◆ **Try it**
Look for "water" in each line of the entries, and return the matching lines.

◆ **Raw data**
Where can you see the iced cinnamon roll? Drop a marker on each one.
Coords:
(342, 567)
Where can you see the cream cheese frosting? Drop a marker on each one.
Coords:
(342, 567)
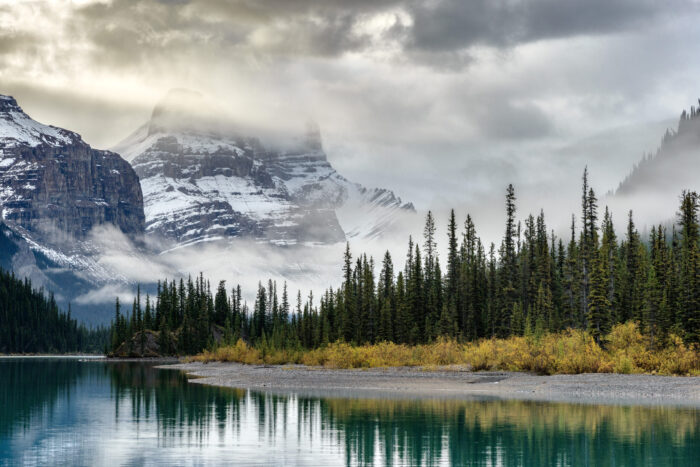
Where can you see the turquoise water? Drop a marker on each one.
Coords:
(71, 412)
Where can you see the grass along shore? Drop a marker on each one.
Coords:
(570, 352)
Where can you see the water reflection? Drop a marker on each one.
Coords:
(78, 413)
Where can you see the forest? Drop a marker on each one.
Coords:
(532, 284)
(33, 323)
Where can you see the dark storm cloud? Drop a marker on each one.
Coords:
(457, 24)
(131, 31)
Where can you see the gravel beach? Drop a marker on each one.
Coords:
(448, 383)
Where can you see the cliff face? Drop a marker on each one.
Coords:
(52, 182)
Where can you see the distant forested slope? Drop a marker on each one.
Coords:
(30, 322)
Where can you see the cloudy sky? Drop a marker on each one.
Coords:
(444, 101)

* * *

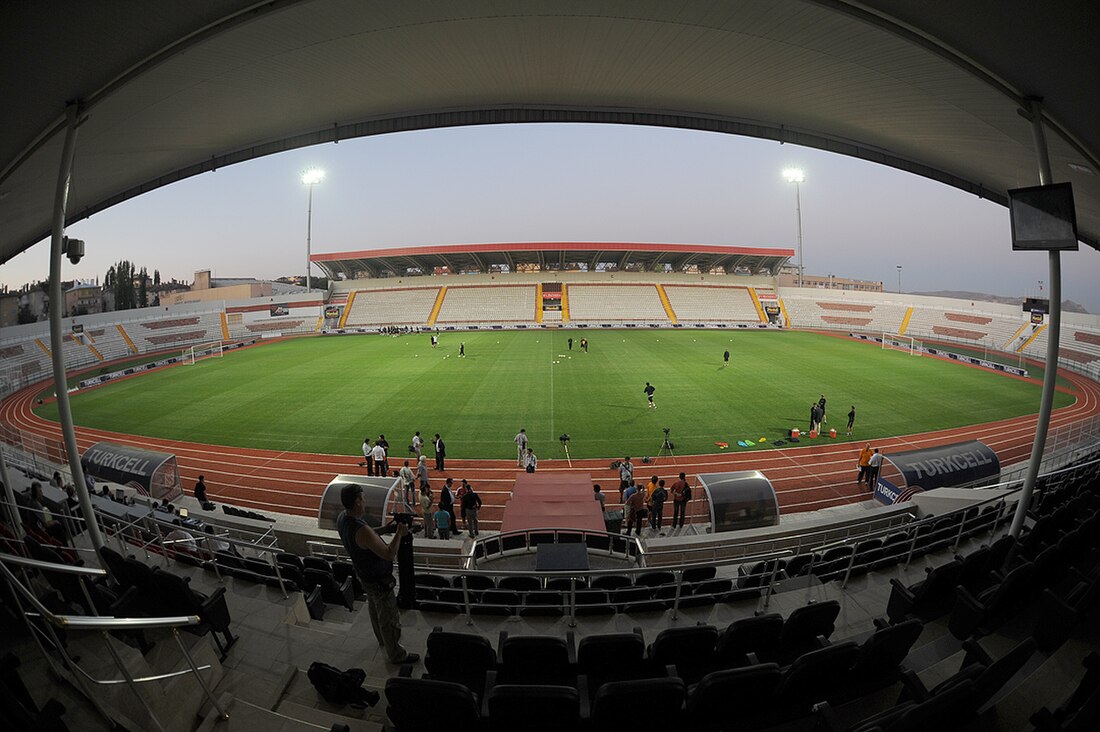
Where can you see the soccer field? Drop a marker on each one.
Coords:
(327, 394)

◆ **Response area**
Where can you see the turquoise water? Drop a marker on each one.
Where can you see the water reflection? Drop a marker on each one.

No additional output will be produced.